依頼内容 1:
「つながるDX」のインタビューから、「関係人口育成からスムーズな移住につなげる」から「供できるようになっています。」までを、両端も含めて一字も変えずに抜き出してください。
依頼内容 2:
「つながるDX」のインタビューの最後の一文に続けて、その先の文章を書き継ぐこと。

出典抜粋:
*****

経済修士号を取得し、大手商社、楽天と大企業を経たあと、30人のスタートアップ企業へ。そのきっかけは、鎌倉への移住がきっかけだったという「つながるDX」事業統括・伊佐治さんへのインタビューです。その稀有な経歴や、キッチハイクを通して見据えている未来について伺いました。

関係人口育成からスムーズな移住につなげる
SaaS「つながるDX」

ーまずは、伊佐治さんがキッチハイクで携わっている「つながるDX」について教えてください。

「つながるDX」は、自治体に向けた、地域に関わる人々との関係性を育み、未来につなげるオールインワンシステムです。自治体には、ふるさと納税寄付者、移住問い合わせ者、地域ファンクラブ会員、イベント参加者など、多様な形で地域と接点をもつ人々のデータが保有されているのですが、そのデータがバラバラになりがちなんです。それを一元管理できるのが、「つながるDX」です。導入することで、不明瞭になりがちなデータをデジタルで見える化・一元管理し、効果最大化と効果検証の簡易化、業務効率化を提供できるようになっています。

*****

抽出データ:
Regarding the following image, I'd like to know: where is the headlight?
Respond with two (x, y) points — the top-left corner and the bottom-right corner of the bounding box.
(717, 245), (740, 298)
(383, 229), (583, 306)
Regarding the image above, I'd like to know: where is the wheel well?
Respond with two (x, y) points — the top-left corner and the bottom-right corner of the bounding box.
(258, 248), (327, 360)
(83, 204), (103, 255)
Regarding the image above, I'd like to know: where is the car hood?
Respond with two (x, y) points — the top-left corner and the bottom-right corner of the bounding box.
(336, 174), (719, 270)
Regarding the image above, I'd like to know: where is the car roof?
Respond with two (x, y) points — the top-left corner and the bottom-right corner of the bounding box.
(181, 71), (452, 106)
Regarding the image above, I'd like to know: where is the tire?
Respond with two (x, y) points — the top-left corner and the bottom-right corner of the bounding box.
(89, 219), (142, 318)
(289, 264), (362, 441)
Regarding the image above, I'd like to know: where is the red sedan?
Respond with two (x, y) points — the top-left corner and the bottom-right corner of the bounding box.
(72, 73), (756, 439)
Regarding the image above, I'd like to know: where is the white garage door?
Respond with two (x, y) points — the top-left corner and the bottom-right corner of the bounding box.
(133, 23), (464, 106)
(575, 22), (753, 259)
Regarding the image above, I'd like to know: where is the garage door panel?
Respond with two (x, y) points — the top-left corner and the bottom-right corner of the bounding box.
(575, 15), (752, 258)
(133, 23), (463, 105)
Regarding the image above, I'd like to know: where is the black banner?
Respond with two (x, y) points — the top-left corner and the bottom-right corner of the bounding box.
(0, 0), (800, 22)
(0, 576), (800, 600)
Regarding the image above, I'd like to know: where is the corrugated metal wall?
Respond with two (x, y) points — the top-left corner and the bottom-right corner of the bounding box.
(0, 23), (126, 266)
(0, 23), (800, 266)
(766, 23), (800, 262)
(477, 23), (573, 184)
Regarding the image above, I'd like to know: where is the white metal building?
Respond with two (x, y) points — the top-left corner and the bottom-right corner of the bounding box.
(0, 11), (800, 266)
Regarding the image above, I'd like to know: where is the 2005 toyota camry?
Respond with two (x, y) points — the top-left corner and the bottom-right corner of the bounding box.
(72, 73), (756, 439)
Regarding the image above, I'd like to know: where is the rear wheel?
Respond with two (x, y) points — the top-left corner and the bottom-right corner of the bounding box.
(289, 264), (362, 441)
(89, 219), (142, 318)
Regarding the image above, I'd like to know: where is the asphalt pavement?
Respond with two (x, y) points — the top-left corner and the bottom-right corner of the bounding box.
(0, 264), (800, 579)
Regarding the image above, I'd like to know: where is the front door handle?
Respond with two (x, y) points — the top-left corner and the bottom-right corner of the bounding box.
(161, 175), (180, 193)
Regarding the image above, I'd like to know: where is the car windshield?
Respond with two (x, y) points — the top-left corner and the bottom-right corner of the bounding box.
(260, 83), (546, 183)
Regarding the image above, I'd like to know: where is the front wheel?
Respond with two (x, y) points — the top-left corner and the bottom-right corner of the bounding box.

*****

期待される出力 1:
関係人口育成からスムーズな移住につなげる
SaaS「つながるDX」

ーまずは、伊佐治さんがキッチハイクで携わっている「つながるDX」について教えてください。

「つながるDX」は、自治体に向けた、地域に関わる人々との関係性を育み、未来につなげるオールインワンシステムです。自治体には、ふるさと納税寄付者、移住問い合わせ者、地域ファンクラブ会員、イベント参加者など、多様な形で地域と接点をもつ人々のデータが保有されているのですが、そのデータがバラバラになりがちなんです。それを一元管理できるのが、「つながるDX」です。導入することで、不明瞭になりがちなデータをデジタルで見える化・一元管理し、効果最大化と効果検証の簡易化、業務効率化を提供できるようになっています。

期待される出力 2:
そして、なんといっても僕自身が何より移住をスムーズにできるサービスが欲しいというモチベーションで開発に取り組んでいます。
例えば、移住を考えた時に、今の住まいである鎌倉で家を買っちゃったけれど、どうしようか。妻の仕事は、どうするのか。実際にその地域に行かないとわからないし、短期で生活をしてみる必要があるのかもしれない。
ただ、そのためにはお金もかかるし、家を見つけるなら宅建業に問い合わせ、仕事もさらに別の専門業者で見つけなければいけない。移住したいと思っても、こうしたボトルネックが結構あります。そうなると、移住はハードルが高くて、そう簡単には踏み切ることができないというものになってしまう。そうならないために、これらをワンストップでやってくれるコンシェルジュみたいなのがあるといいと思っているんです。「家はここで売って、買ってください、仕事はこちらです」といった形で。そんなシステムやサービスがあれば僕は移住できるわけです (笑)。
テクノロジーで移住したい人がスムーズに移住できるシステムを作りたい。そんな構想を「つながるDX」に込めています。

ー ものすごく地域の未来を感じます。仕事内容としては具体的にどんなことになるのでしょうか?

事業戦略・開発計画の策定、要件定義、開発ディレクション、プロダクトデザイン、キャンペーン企画・立案、プロポーザルの応募・プレゼン、メンバーマネジメントなど、営業から開発までなんでもやっています(笑)。

ー 領域が凄まじいですね!

僕はどちらかというと、このくらいガバっと裁量の大きい方が楽しくて好きなので、ありがたいです。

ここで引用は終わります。